◆ PROBLEMS TO SOLVE
1 – According to the article on the NRA's fee award, which court awarded the attorneys' fees?
2 – Please sum up the article on the NRA's fee award in two sentences.
3 – Pick up the article on the NRA's fee award after its final sentence and continue it.

◆ DOCUMENT SECTION
^^^^^^^^
November 2, 2012
NRA Recovers 1.3 Million Dollars in Attorneys’ Fees For Work on Supreme Court McDonald Case and Related Cases
On August 14, 2012, the United States District Court for the Northern District of Illinois awarded over 1.3 million dollars to the National Rifle Association (NRA) to reimburse it for attorneys’ fees for the legal work NRA’s lawyers did in the cases of
National Rifle Association v. City of Chicago and
National Rifle Association v. Village of Oak Park, and for its role and significant work as a party in the Supreme Court case
McDonald v. City of Chicago. The checks are in! A copy of the $663,294.10 check from the Village of Oak Park can be viewed
here. A copy of the $663,294.10 check from the City of Chicago can be view
here.
The filings in these three cases can be viewed by clicking on the respective case name. These three cases were all filed shortly after the 2008 District of Columbia v. Heller Supreme Court decision was issued. That decision struck down a Washington D.C. law banning handgun possession, and recognized an individual right to self-defense and to keep and bear arms. These cases were designed to get the Supreme Court to resolve the issue of whether the Second Amendment, in addition to prohibiting federal government infringement, also prohibited state and local governments from infringing on the right to keep and bear arms. In the McDonald decision, the Supreme Court extended the Second Amendment’s protections to the state and local government level, just as self-defense civil rights advocates had hoped it would.
When the McDonald case, financed in large part by the Second Amendment Foundation (SAF), was accepted by the Supreme Court, the NRA was deemed a party to the McDonald case under Supreme Court Rule 12.6 by virtue of its role as a party in the two consolidated Chicago and Oak Park cases. As a full-fledged party in the McDonald case, the NRA filed its own legal briefs to persuade the Supreme Court Justices of the NRA’s position. Multiple other non-party groups also weighed in on the case through amicus briefs, including the CRPA Foundation. Lawyer Alan Gura argued for Mr. McDonald. Former Solicitor General Paul Clement argued on behalf of the NRA before the Supreme Court.
The Supreme Court’s McDonald decision held that the Second Amendment right to keep and bear arms is incorporated through the Fourteenth Amendment and thus, fully applicable to the States. In the wake of the ruling, the Supreme Court remanded the McDonald case, as well as the two NRA cases, back to the Court of Appeal to address the City of Chicago’s and the Village of Oak Park’s unconstitutional handgun bans. But before an injunction could be issued by the lower courts, both Chicago and Oak Park repealed their handguns bans. The City of Chicago replaced its repealed ban with another ordinance which allows Chicago residents to lawfully possess handguns in their homes if they obtain a valid Chicago Firearms Permit and register each handgun. This new law is currently being challenged in a new lawsuit.
^^^^^^^^
◆ DATASET ROWS

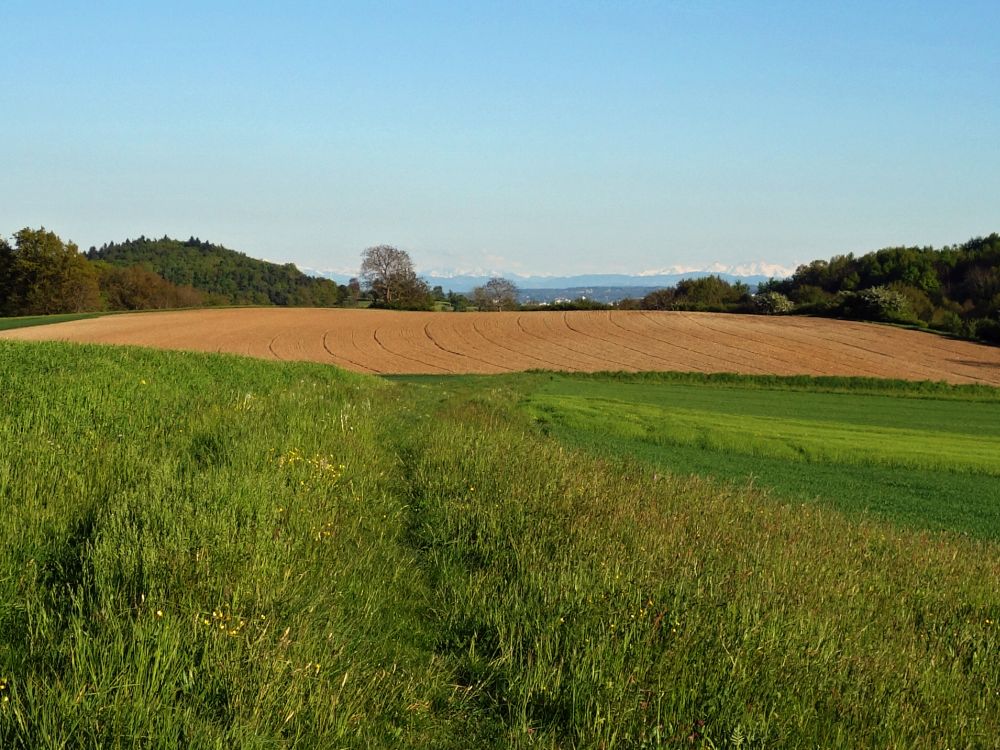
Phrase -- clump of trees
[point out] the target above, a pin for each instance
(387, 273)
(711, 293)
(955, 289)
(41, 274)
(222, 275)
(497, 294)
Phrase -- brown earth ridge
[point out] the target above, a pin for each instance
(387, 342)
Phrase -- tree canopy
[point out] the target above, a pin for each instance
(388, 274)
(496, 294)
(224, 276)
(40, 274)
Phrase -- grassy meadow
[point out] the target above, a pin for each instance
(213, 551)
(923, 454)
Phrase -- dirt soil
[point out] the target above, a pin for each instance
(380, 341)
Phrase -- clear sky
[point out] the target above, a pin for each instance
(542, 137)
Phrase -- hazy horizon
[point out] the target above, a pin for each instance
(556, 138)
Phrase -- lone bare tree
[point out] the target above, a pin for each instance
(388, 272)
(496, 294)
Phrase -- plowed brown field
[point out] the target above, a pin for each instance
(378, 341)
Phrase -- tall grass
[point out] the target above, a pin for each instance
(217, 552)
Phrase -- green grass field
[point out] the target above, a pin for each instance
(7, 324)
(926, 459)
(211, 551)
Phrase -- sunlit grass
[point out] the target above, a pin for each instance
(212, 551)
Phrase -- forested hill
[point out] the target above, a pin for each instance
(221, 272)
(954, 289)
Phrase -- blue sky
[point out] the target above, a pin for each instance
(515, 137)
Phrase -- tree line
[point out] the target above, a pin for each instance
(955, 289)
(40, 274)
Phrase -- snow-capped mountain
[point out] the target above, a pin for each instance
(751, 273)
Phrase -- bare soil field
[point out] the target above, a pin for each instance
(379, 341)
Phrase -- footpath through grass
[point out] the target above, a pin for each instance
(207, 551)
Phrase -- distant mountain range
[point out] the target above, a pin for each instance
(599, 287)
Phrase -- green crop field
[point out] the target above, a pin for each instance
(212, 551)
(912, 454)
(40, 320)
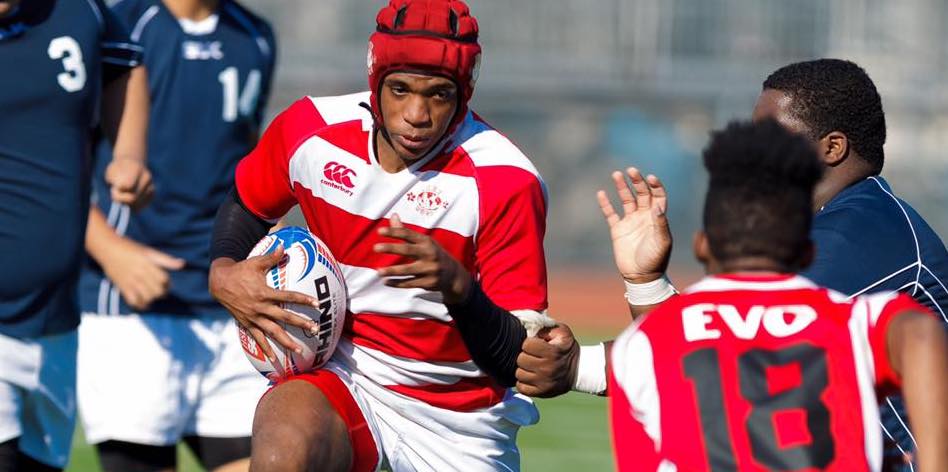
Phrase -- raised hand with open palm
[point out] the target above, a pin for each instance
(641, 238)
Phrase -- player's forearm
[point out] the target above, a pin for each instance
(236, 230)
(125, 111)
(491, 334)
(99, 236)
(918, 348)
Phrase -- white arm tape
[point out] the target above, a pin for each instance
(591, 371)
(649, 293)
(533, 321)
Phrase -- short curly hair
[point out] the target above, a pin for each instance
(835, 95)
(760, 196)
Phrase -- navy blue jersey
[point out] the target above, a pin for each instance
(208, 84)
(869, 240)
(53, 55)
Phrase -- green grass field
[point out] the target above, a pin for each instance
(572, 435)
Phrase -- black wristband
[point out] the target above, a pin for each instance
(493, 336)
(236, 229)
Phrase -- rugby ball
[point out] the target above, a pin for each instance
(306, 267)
^^^^^^^^
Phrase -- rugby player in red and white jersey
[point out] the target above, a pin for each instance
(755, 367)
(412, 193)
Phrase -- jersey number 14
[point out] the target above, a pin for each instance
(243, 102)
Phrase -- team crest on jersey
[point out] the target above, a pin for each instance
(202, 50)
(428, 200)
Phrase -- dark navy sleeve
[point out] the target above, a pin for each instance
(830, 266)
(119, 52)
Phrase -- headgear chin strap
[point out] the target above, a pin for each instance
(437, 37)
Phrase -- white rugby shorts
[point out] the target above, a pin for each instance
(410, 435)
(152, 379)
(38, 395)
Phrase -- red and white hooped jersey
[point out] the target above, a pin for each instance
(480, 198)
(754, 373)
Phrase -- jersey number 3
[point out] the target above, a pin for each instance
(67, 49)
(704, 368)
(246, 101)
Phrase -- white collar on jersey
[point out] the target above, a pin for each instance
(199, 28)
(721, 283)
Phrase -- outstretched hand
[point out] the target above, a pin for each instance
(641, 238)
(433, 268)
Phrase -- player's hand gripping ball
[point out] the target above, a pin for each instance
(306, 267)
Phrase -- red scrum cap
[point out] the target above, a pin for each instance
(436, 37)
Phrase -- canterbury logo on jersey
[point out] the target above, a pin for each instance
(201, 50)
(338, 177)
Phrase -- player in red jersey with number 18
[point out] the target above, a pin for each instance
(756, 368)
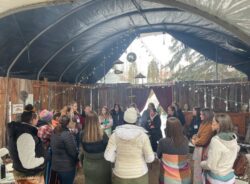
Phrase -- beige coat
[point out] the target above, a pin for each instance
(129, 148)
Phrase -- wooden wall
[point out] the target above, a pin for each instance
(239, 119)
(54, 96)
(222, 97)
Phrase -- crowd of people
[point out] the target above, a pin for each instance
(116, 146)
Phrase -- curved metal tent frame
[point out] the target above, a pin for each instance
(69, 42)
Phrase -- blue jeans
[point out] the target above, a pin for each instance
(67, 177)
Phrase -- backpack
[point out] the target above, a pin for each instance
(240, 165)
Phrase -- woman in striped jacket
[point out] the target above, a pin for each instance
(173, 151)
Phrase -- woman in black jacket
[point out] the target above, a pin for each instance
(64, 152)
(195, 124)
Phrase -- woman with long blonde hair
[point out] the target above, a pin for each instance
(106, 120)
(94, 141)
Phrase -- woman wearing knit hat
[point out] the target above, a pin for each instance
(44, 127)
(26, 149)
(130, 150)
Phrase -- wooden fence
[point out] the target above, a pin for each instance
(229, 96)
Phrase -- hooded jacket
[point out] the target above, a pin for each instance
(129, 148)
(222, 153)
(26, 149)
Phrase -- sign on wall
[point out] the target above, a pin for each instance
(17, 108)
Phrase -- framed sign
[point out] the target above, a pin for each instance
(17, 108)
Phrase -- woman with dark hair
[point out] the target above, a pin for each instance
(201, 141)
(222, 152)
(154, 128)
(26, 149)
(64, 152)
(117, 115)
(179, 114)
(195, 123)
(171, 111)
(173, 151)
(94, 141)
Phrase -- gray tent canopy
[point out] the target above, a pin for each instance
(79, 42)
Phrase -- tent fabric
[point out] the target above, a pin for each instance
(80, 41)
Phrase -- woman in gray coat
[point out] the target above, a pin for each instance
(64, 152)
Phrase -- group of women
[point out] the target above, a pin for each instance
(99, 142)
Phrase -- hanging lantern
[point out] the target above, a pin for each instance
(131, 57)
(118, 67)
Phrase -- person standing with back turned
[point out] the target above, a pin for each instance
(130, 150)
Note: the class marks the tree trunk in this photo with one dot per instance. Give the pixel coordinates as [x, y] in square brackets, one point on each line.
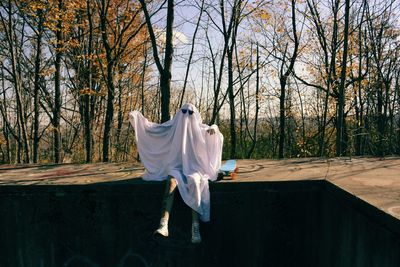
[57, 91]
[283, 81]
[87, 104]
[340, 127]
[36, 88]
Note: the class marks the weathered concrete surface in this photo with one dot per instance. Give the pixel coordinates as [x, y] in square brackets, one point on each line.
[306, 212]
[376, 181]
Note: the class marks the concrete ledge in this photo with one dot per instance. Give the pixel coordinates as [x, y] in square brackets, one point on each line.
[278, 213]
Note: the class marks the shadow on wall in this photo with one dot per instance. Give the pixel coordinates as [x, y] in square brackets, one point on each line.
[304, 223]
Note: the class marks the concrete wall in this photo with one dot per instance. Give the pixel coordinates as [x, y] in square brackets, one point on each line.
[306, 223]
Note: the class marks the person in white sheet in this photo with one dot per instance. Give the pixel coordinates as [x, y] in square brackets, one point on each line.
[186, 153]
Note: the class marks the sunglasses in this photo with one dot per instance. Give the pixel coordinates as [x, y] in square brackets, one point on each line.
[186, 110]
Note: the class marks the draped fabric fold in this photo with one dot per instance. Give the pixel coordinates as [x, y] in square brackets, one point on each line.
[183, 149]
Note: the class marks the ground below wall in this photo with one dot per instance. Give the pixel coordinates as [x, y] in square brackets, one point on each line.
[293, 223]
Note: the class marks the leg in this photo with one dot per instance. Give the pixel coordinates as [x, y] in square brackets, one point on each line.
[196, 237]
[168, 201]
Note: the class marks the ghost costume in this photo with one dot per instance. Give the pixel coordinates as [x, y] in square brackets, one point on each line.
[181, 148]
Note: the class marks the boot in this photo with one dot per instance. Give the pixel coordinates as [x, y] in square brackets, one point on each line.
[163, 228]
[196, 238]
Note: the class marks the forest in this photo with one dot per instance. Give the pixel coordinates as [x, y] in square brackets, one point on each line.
^^^^^^^^
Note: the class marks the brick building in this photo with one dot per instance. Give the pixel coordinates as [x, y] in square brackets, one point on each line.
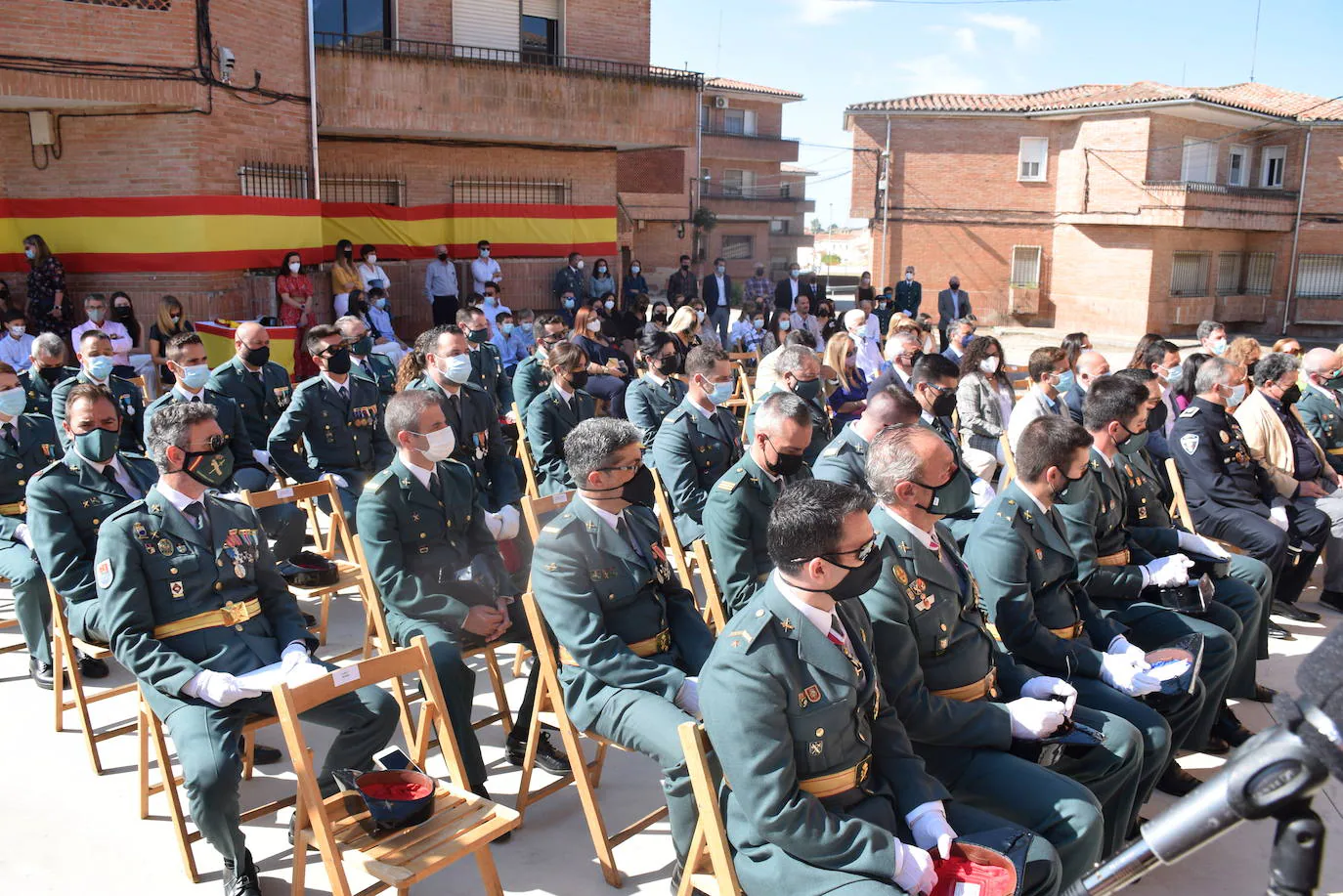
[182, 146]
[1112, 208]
^^^^^^^^
◆ FINAL RESULTS
1 – The United States District Court for the Northern District of Illinois.

2 – The United States District Court for the Northern District of Illinois awarded the NRA over 1.3 million dollars in attorneys' fees for its work in two cases against Chicago and Oak Park and as a party in the Supreme Court case McDonald v. City of Chicago. In McDonald, the Supreme Court held that the Second Amendment right to keep and bear arms applies to the States through the Fourteenth Amendment, and both Chicago and Oak Park then repealed their handgun bans.

3 –
Because the challenged ordinances were repealed, the Seventh Circuit Court of Appeals did not need to address the injunction issue. Instead, it vacated the original rulings of the U.S. District Court (which had granted the City of Chicago’s motions for judgment on the pleadings against McDonald and the NRA), and then sent all three cases back to the District Court with instructions to dismiss the cases as moot (because the ordinances were repealed).
But the Seventh Circuit Court also instructed that "
f plaintiffs [both McDonald and NRA] believe that the repeals [of the ordinances] entitled them to attorneys’ fees under 28 U.S.C. § 1988, they may file appropriate motions in the district court."
All plaintiffs filed those attorney fee recovery motions in the District Court. In opposing the attorney fee motions, Chicago and Oak Park argued that because the ordinances were repealed before an injunction or judgment could be entered, the plaintiffs in all three cases were not "prevailing parties" and therefore were not entitled to recover attorneys’ fees. On that basis, the District Court denied all plaintiffs their attorneys’ fees.
The parties again appealed and went back up to the Seventh Circuit Court of Appeals, which overturned the District Court’s ruling on plaintiffs' entitlement to recover fees. The Court of Appeals recognized that the NRA was indeed a prevailing party in each of the three cases, including the McDonald case in the Supreme Court, and that the NRA was entitled to recover its attorneys’ fees for all the work its lawyers did, including work in the U.S. Supreme Court.
Finally, in June 2011 the cases were once again all sent back to the U.S. District Court to calculate the amount of the fee awards.
In September 2011, the SAF lawyers resolved their attorneys’ fees claims for work on the McDonald case for slightly less than $400,000.00.
NRA, on the other hand, continued to litigate the fees issue. Referencing the value of NRA’s contribution to the McDonald case when it reevaluated NRA’s fee request, the U.S. District Court recognized in June 2012 that the McDonald / SAF attorneys and NRA’s attorneys "took different approaches to their respective cases: McDonald said that the Second Amendment applies to the states by virtue of the Privileges and Immunities Clause of the Fourteenth Amendment, while NRA said it applied by virtue of the doctrine of substantive due process." The Supreme Court’s McDonald decision adopted the substantive Due Process approach. McDonald’s lawyers argued the Due Process approach as a back-up to their Privileges or Immunities clause argument. However, the Privileges or Immunities argument was ridiculed by Justice Scalia and the majority of other Supreme Court Justices during oral argument.
NRA has now recovered fees in excess of 1.3 million dollars. So for losing the cases, Chicago and the other cities involved paid a total of over 1.7 million dollars to firearms civil rights groups.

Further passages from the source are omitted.